▶ _What needs to be done_
Below is some material; transcribe all of it exactly.
··· Source material
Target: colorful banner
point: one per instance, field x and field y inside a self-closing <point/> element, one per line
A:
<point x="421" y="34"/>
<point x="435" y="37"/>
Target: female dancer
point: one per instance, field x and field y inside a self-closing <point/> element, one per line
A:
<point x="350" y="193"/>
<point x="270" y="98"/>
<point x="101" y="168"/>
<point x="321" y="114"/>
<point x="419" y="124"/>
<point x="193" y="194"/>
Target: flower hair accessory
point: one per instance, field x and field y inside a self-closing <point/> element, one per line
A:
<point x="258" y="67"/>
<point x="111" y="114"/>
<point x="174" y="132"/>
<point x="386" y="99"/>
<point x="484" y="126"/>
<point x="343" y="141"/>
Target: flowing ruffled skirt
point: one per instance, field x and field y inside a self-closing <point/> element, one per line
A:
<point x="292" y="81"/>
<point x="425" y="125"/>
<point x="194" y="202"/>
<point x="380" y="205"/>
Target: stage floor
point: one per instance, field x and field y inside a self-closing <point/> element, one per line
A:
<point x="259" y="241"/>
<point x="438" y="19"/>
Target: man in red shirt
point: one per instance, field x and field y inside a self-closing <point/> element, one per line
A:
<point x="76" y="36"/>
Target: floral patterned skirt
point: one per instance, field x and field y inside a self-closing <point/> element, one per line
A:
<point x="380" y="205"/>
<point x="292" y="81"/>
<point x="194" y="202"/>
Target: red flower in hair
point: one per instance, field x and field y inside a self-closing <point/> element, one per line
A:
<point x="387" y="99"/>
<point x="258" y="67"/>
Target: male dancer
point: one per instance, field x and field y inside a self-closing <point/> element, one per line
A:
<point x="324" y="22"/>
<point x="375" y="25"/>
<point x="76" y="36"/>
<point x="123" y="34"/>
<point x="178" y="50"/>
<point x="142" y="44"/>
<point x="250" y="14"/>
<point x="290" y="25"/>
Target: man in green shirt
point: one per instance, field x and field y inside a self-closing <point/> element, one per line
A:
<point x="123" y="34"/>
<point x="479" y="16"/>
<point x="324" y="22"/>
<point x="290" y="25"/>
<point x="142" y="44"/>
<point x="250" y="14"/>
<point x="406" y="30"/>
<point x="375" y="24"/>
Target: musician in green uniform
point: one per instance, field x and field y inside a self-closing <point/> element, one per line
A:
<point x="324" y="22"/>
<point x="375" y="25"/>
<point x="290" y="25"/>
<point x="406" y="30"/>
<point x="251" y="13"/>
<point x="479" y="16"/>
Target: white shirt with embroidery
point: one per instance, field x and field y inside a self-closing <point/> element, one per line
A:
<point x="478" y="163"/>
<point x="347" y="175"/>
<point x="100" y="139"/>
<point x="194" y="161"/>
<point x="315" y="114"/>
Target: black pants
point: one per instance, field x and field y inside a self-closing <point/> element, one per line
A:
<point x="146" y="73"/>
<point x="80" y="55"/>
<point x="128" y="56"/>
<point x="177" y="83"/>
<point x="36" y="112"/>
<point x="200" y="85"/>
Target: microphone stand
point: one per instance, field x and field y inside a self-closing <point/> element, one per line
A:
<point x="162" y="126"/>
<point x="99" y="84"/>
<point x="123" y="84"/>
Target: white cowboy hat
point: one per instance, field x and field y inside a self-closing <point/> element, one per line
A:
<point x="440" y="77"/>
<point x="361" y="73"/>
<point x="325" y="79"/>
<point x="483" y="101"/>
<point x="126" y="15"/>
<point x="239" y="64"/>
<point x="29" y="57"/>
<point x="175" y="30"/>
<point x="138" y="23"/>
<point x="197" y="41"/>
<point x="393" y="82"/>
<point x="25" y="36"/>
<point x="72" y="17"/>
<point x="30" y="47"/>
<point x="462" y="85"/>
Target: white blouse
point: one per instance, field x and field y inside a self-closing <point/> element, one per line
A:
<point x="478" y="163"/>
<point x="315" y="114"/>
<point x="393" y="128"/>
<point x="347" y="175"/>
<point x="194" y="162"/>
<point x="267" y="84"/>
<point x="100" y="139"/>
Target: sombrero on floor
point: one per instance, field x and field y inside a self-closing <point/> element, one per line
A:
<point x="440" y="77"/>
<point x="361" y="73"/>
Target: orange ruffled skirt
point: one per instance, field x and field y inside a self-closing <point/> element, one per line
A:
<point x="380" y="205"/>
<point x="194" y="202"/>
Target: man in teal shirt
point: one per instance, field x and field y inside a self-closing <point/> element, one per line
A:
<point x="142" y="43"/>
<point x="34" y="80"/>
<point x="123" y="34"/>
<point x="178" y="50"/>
······
▶ _Final answer_
Target: colorful banner
point: one per instance, field x and field y inside a self-closing <point/> element, one per line
A:
<point x="421" y="34"/>
<point x="435" y="37"/>
Target: female dancer
point: one per instance, field x and field y inside a self-closing <point/> element, one per line
A:
<point x="350" y="193"/>
<point x="270" y="98"/>
<point x="101" y="168"/>
<point x="321" y="114"/>
<point x="419" y="124"/>
<point x="193" y="194"/>
Target: flower hair accessory
point: one per instance, field x and field y inside a self-closing <point/> element, one per line
A:
<point x="258" y="67"/>
<point x="111" y="114"/>
<point x="174" y="132"/>
<point x="386" y="99"/>
<point x="484" y="126"/>
<point x="343" y="141"/>
Target: flowing ruffled skirt
point: one per instance, field x and field y inside a self-closing <point/> element, one per line
A:
<point x="292" y="81"/>
<point x="425" y="125"/>
<point x="194" y="202"/>
<point x="380" y="205"/>
Target: stage floor
point: one per instance, field x and field y inside a self-closing <point/> element, one per line
A:
<point x="259" y="241"/>
<point x="438" y="19"/>
Target: man in red shirt
point: one per instance, field x and field y inside a self-closing <point/> element, one per line
A:
<point x="76" y="36"/>
Target: floral patterned skirt
point: one per instance, field x and field y inside a self-closing <point/> element, one per line
A:
<point x="380" y="205"/>
<point x="292" y="81"/>
<point x="194" y="202"/>
Target: red flower in hair
point: one per instance, field x and field y inside a self-closing <point/> element, one per line
A:
<point x="387" y="99"/>
<point x="258" y="67"/>
Target: male dancer
point: one per instance, field x and field y inside a self-closing <point/> element, one per line
A:
<point x="324" y="22"/>
<point x="375" y="25"/>
<point x="76" y="36"/>
<point x="123" y="34"/>
<point x="178" y="50"/>
<point x="142" y="44"/>
<point x="250" y="14"/>
<point x="290" y="25"/>
Target: man in green shirt
point: one per instance, field x and field y inside a self-closing <point/> element, one per line
A:
<point x="123" y="34"/>
<point x="479" y="16"/>
<point x="324" y="22"/>
<point x="290" y="25"/>
<point x="142" y="44"/>
<point x="250" y="14"/>
<point x="406" y="30"/>
<point x="375" y="24"/>
Target: musician in green uniform
point: one per instance, field x and field y inside a self-closing <point/> element, one per line
A:
<point x="324" y="22"/>
<point x="375" y="25"/>
<point x="290" y="25"/>
<point x="406" y="30"/>
<point x="251" y="13"/>
<point x="479" y="16"/>
Target: white shirt with embroidery
point: one per instance, field x and field y inside a self-closing <point/> element, one per line
A:
<point x="478" y="163"/>
<point x="347" y="175"/>
<point x="100" y="139"/>
<point x="194" y="161"/>
<point x="315" y="114"/>
Target: black pants
point: one per instance, field x and field y inside a self-closing <point/> element, one per line
A:
<point x="146" y="73"/>
<point x="80" y="55"/>
<point x="128" y="56"/>
<point x="177" y="83"/>
<point x="36" y="112"/>
<point x="200" y="85"/>
Target: microphone stand
point: one per instance, field x and field y inside a self-closing <point/> element, one per line
A:
<point x="162" y="126"/>
<point x="99" y="84"/>
<point x="123" y="84"/>
Target: white cowboy hat
point: one per instance, field x and field y inside a self-closing <point/> element, one per line
A:
<point x="440" y="77"/>
<point x="361" y="73"/>
<point x="325" y="79"/>
<point x="483" y="101"/>
<point x="126" y="15"/>
<point x="239" y="64"/>
<point x="29" y="57"/>
<point x="175" y="30"/>
<point x="138" y="23"/>
<point x="197" y="41"/>
<point x="393" y="82"/>
<point x="25" y="36"/>
<point x="72" y="17"/>
<point x="30" y="47"/>
<point x="462" y="85"/>
Target: white blouse
point: one per instance, field x and field y inside a self-closing <point/> element, one per line
A:
<point x="478" y="163"/>
<point x="315" y="114"/>
<point x="393" y="128"/>
<point x="347" y="175"/>
<point x="194" y="162"/>
<point x="267" y="84"/>
<point x="100" y="139"/>
Target: sombrero on floor
point: one per instance, field x and field y inside a self-closing <point/> element, one per line
A:
<point x="440" y="77"/>
<point x="361" y="73"/>
Target: orange ruffled skirt
point: one per instance, field x and field y inside a self-closing <point/> element, one per line
A:
<point x="380" y="205"/>
<point x="194" y="202"/>
Target: man in teal shirt
point: one per instance, field x and field y inside a self-closing <point/> element, one per line
A:
<point x="142" y="43"/>
<point x="34" y="80"/>
<point x="123" y="34"/>
<point x="178" y="50"/>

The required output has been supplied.